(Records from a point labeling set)
________________________
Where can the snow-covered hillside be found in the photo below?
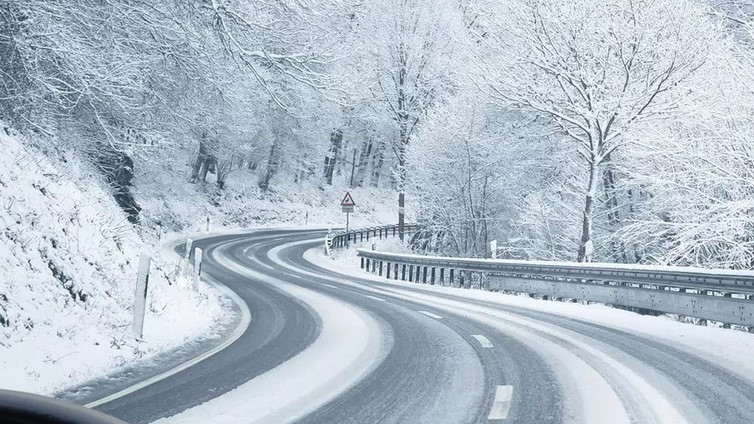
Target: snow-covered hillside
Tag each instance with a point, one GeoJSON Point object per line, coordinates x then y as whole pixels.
{"type": "Point", "coordinates": [68, 263]}
{"type": "Point", "coordinates": [169, 203]}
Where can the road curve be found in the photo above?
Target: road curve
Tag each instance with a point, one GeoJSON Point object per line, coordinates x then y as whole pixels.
{"type": "Point", "coordinates": [443, 359]}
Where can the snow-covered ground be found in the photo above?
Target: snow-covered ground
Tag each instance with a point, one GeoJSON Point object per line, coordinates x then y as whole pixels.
{"type": "Point", "coordinates": [350, 345]}
{"type": "Point", "coordinates": [68, 258]}
{"type": "Point", "coordinates": [729, 348]}
{"type": "Point", "coordinates": [167, 199]}
{"type": "Point", "coordinates": [68, 263]}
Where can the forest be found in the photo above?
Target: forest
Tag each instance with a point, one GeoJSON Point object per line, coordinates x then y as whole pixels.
{"type": "Point", "coordinates": [611, 131]}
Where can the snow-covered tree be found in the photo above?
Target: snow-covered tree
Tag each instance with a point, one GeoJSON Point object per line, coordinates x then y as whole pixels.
{"type": "Point", "coordinates": [597, 69]}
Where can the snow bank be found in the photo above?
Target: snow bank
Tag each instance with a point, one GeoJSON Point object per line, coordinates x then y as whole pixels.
{"type": "Point", "coordinates": [68, 263]}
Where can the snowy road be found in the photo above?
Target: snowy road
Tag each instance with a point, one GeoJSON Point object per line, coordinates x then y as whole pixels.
{"type": "Point", "coordinates": [325, 347]}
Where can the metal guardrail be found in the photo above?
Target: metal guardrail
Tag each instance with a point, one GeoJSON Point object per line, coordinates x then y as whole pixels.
{"type": "Point", "coordinates": [719, 295]}
{"type": "Point", "coordinates": [342, 239]}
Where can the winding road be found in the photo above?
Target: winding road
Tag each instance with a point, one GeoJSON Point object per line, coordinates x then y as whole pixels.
{"type": "Point", "coordinates": [325, 347]}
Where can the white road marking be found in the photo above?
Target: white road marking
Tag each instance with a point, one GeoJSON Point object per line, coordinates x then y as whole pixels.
{"type": "Point", "coordinates": [484, 341]}
{"type": "Point", "coordinates": [430, 314]}
{"type": "Point", "coordinates": [375, 298]}
{"type": "Point", "coordinates": [502, 404]}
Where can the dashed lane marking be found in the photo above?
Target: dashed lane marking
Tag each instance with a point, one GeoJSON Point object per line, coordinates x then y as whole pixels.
{"type": "Point", "coordinates": [375, 298]}
{"type": "Point", "coordinates": [484, 341]}
{"type": "Point", "coordinates": [430, 314]}
{"type": "Point", "coordinates": [502, 403]}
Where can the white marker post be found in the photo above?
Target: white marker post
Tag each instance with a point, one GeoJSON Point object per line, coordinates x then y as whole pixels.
{"type": "Point", "coordinates": [140, 303]}
{"type": "Point", "coordinates": [186, 254]}
{"type": "Point", "coordinates": [197, 265]}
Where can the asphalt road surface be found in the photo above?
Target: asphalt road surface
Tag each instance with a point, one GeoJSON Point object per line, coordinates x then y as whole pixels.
{"type": "Point", "coordinates": [446, 359]}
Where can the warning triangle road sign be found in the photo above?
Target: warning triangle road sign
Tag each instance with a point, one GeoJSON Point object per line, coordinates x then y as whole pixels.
{"type": "Point", "coordinates": [347, 200]}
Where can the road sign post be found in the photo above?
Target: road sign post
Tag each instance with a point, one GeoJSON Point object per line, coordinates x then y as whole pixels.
{"type": "Point", "coordinates": [347, 205]}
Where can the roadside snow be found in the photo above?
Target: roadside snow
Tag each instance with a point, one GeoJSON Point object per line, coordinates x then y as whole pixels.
{"type": "Point", "coordinates": [349, 346]}
{"type": "Point", "coordinates": [68, 262]}
{"type": "Point", "coordinates": [728, 348]}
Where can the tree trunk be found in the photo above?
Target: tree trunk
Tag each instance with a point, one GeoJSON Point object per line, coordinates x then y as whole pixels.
{"type": "Point", "coordinates": [402, 180]}
{"type": "Point", "coordinates": [273, 163]}
{"type": "Point", "coordinates": [336, 140]}
{"type": "Point", "coordinates": [586, 245]}
{"type": "Point", "coordinates": [199, 167]}
{"type": "Point", "coordinates": [378, 160]}
{"type": "Point", "coordinates": [361, 170]}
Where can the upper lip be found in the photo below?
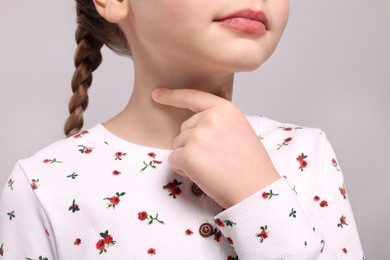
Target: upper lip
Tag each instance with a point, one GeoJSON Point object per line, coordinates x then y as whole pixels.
{"type": "Point", "coordinates": [248, 14]}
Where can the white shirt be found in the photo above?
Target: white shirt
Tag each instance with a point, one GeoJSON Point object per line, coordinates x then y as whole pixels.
{"type": "Point", "coordinates": [96, 196]}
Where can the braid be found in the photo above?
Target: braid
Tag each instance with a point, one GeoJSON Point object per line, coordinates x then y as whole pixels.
{"type": "Point", "coordinates": [87, 58]}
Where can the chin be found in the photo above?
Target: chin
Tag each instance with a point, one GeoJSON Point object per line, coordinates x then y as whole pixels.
{"type": "Point", "coordinates": [246, 58]}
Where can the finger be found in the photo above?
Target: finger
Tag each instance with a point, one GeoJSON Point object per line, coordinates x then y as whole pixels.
{"type": "Point", "coordinates": [194, 100]}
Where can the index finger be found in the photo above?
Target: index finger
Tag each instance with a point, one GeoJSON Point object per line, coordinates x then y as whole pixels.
{"type": "Point", "coordinates": [192, 99]}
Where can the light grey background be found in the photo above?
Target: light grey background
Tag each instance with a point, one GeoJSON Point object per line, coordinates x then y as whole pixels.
{"type": "Point", "coordinates": [331, 70]}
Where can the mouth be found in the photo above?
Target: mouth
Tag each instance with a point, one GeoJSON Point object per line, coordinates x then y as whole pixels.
{"type": "Point", "coordinates": [247, 20]}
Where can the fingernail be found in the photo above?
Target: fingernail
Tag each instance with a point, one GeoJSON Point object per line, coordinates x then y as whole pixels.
{"type": "Point", "coordinates": [156, 93]}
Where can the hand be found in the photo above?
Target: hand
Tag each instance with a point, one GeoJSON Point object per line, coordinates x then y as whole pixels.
{"type": "Point", "coordinates": [217, 147]}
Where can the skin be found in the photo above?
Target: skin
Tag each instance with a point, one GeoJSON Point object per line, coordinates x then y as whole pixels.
{"type": "Point", "coordinates": [184, 65]}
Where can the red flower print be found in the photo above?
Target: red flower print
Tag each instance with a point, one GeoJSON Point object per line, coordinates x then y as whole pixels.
{"type": "Point", "coordinates": [335, 164]}
{"type": "Point", "coordinates": [106, 240]}
{"type": "Point", "coordinates": [51, 161]}
{"type": "Point", "coordinates": [302, 162]}
{"type": "Point", "coordinates": [116, 173]}
{"type": "Point", "coordinates": [285, 143]}
{"type": "Point", "coordinates": [10, 183]}
{"type": "Point", "coordinates": [219, 222]}
{"type": "Point", "coordinates": [34, 184]}
{"type": "Point", "coordinates": [173, 188]}
{"type": "Point", "coordinates": [114, 200]}
{"type": "Point", "coordinates": [120, 155]}
{"type": "Point", "coordinates": [80, 135]}
{"type": "Point", "coordinates": [142, 215]}
{"type": "Point", "coordinates": [85, 150]}
{"type": "Point", "coordinates": [217, 235]}
{"type": "Point", "coordinates": [74, 207]}
{"type": "Point", "coordinates": [224, 223]}
{"type": "Point", "coordinates": [100, 245]}
{"type": "Point", "coordinates": [152, 251]}
{"type": "Point", "coordinates": [323, 204]}
{"type": "Point", "coordinates": [263, 234]}
{"type": "Point", "coordinates": [343, 221]}
{"type": "Point", "coordinates": [268, 195]}
{"type": "Point", "coordinates": [152, 163]}
{"type": "Point", "coordinates": [343, 192]}
{"type": "Point", "coordinates": [73, 176]}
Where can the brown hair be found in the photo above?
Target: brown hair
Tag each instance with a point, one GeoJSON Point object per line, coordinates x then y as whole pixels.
{"type": "Point", "coordinates": [92, 33]}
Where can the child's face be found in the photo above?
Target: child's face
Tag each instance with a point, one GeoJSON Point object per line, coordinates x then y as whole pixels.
{"type": "Point", "coordinates": [186, 34]}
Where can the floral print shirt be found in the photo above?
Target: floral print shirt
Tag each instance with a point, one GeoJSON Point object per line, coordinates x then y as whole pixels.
{"type": "Point", "coordinates": [96, 196]}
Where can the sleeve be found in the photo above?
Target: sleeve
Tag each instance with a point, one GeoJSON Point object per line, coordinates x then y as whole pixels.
{"type": "Point", "coordinates": [271, 223]}
{"type": "Point", "coordinates": [25, 231]}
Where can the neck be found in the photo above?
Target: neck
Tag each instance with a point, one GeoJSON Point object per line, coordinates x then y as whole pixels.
{"type": "Point", "coordinates": [150, 124]}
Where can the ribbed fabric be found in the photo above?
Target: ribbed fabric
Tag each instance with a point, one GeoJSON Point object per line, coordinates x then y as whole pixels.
{"type": "Point", "coordinates": [96, 196]}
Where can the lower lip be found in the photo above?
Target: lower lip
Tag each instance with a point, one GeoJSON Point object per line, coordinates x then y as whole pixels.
{"type": "Point", "coordinates": [243, 24]}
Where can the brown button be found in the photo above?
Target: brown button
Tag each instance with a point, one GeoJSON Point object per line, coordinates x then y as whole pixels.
{"type": "Point", "coordinates": [196, 190]}
{"type": "Point", "coordinates": [206, 230]}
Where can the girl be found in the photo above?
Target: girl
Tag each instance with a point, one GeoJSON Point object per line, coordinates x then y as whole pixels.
{"type": "Point", "coordinates": [180, 173]}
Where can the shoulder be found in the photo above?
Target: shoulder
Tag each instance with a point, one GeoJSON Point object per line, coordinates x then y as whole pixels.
{"type": "Point", "coordinates": [267, 129]}
{"type": "Point", "coordinates": [66, 150]}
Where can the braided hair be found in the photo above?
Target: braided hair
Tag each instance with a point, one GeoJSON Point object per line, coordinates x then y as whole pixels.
{"type": "Point", "coordinates": [92, 32]}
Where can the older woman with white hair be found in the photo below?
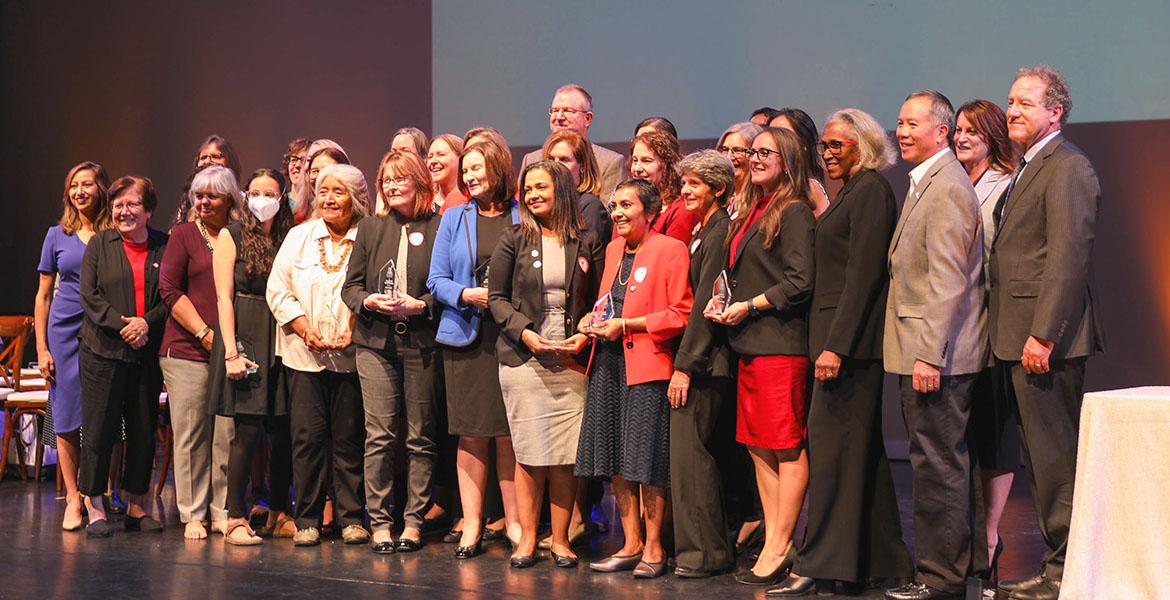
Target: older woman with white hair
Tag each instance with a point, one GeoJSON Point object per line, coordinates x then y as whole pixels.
{"type": "Point", "coordinates": [201, 441]}
{"type": "Point", "coordinates": [853, 533]}
{"type": "Point", "coordinates": [314, 342]}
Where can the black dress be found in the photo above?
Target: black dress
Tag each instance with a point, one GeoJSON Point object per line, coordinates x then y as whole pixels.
{"type": "Point", "coordinates": [262, 393]}
{"type": "Point", "coordinates": [475, 406]}
{"type": "Point", "coordinates": [626, 429]}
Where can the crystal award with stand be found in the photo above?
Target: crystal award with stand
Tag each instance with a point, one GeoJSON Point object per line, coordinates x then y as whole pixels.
{"type": "Point", "coordinates": [721, 292]}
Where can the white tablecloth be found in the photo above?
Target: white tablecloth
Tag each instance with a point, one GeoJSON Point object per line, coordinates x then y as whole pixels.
{"type": "Point", "coordinates": [1119, 545]}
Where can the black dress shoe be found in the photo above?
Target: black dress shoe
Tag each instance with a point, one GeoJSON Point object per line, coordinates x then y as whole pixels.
{"type": "Point", "coordinates": [564, 561]}
{"type": "Point", "coordinates": [407, 545]}
{"type": "Point", "coordinates": [522, 561]}
{"type": "Point", "coordinates": [474, 550]}
{"type": "Point", "coordinates": [792, 586]}
{"type": "Point", "coordinates": [146, 524]}
{"type": "Point", "coordinates": [98, 529]}
{"type": "Point", "coordinates": [383, 547]}
{"type": "Point", "coordinates": [916, 591]}
{"type": "Point", "coordinates": [1044, 588]}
________________________
THE EXERCISE: Copy the records above word for word, beginning at the line that contains "Where can the crystal" and continuing through the final line of the records.

OUTPUT FOR THIS EXERCISE:
Where can the crystal award with stand be found in the photo above?
Target: crystal award with stand
Tag each instance with a point, one GeoJSON Point object per line, coordinates x then y as whole pixels.
{"type": "Point", "coordinates": [721, 292]}
Where can the white tablecloth be found in the photo above?
Target: white tablecloth
Tag each instance with a point, one GeoJSON Point object per line, coordinates x then y as whole pixels.
{"type": "Point", "coordinates": [1119, 545]}
Where can the black dress shoe be found in the photo above?
Target: black dress shoe
Tag each instance with a point, one GeoJSON Point object per line, coordinates x then y as whole pixels.
{"type": "Point", "coordinates": [564, 561]}
{"type": "Point", "coordinates": [407, 545]}
{"type": "Point", "coordinates": [522, 561]}
{"type": "Point", "coordinates": [474, 550]}
{"type": "Point", "coordinates": [792, 586]}
{"type": "Point", "coordinates": [146, 524]}
{"type": "Point", "coordinates": [98, 529]}
{"type": "Point", "coordinates": [383, 547]}
{"type": "Point", "coordinates": [916, 591]}
{"type": "Point", "coordinates": [1044, 588]}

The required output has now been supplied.